» **TEXT SEGMENT**
# Party Favors ?



## Halloween Scream (Sep 29, 2010)

Every year I debate whether or not I should give out favors, and I have yet to do it. Usually it gets put way down on the list, more like "if I have time...." then I need to get this done. And of course, there's never enough time! All of the ideas I've considered have been food (Halloween cookies, chocolate-covered pretzels, etc.), but in the end I'd rather make a large batch of the dessert and just add it to our dessert buffet. If I had an unlimited budget, I'd love to give out a small decoration (like a candle holder or a hanging reaper), so that every guest would be going home with something to add to their own display!


----------



## offmymeds (May 26, 2010)

Last year at my pirate party i gave out little black boxes with beads in them. A black ,silver & red one. This year i'm having a carnival theme and i'm giving out a glow necklace, a red and white striped straw (they are hard plastic) a small bag of peanuts, fortune fish and i'm putting the tickets with instructions to the Trick or Treat door prize game. I'm putting them in popcorn bags. The necklace is going to stick out quite far but at this point they can deal with it. I've been purchasing stuff since last year so the cost is spread out. I had some small clear bags and i'm going to buy a big package of peanuts and just split them up.

» **AIM A**
Repeat the part of the party favors thread from "Every year I" up to and including "their own display!".

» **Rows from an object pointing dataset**
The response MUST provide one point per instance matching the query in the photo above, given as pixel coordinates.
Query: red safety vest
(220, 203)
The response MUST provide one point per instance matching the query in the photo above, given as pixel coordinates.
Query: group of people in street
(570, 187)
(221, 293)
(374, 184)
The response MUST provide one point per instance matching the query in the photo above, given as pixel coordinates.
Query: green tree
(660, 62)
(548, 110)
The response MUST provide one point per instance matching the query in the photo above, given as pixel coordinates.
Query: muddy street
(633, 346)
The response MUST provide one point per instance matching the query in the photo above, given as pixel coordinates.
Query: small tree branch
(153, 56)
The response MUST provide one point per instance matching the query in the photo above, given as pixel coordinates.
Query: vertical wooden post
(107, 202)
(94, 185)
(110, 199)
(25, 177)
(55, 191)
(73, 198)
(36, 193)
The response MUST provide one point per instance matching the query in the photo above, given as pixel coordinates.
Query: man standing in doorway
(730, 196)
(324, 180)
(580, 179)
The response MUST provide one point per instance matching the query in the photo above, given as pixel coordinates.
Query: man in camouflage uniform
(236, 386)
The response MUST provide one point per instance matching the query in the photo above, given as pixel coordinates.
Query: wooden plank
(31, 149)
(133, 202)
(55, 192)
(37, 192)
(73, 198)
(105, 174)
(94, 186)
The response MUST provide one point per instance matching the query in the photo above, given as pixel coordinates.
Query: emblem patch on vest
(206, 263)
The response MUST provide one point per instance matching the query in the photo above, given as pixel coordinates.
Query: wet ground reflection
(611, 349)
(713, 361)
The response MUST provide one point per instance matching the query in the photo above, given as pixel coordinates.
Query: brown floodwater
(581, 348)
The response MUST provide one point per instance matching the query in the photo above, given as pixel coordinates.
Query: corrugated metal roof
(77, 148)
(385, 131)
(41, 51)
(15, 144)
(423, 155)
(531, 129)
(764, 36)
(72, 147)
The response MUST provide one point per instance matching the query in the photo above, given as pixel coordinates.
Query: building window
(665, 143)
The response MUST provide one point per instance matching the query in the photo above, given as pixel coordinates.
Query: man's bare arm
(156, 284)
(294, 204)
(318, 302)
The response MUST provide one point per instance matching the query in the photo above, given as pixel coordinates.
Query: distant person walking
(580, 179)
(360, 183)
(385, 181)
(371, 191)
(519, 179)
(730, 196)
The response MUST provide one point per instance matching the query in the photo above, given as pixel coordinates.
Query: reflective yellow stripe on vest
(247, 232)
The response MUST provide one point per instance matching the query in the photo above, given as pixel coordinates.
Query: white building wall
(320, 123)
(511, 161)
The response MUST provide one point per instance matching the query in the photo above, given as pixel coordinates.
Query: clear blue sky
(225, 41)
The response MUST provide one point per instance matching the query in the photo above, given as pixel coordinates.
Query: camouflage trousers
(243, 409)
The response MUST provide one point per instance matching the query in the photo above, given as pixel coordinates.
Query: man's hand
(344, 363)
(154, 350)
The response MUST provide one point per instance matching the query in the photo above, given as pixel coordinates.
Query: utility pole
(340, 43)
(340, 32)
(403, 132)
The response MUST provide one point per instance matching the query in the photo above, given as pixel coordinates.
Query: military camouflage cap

» **AIM B**
Find every line in the records that contains the string "camouflage", and copy each one out. Case counts.

» **RIGHT ANSWER A**
Every year I debate whether or not I should give out favors, and I have yet to do it. Usually it gets put way down on the list, more like "if I have time...." then I need to get this done. And of course, there's never enough time! All of the ideas I've considered have been food (Halloween cookies, chocolate-covered pretzels, etc.), but in the end I'd rather make a large batch of the dessert and just add it to our dessert buffet. If I had an unlimited budget, I'd love to give out a small decoration (like a candle holder or a hanging reaper), so that every guest would be going home with something to add to their own display!

» **RIGHT ANSWER B**
Query: man in camouflage uniform
Query: camouflage trousers
Query: military camouflage cap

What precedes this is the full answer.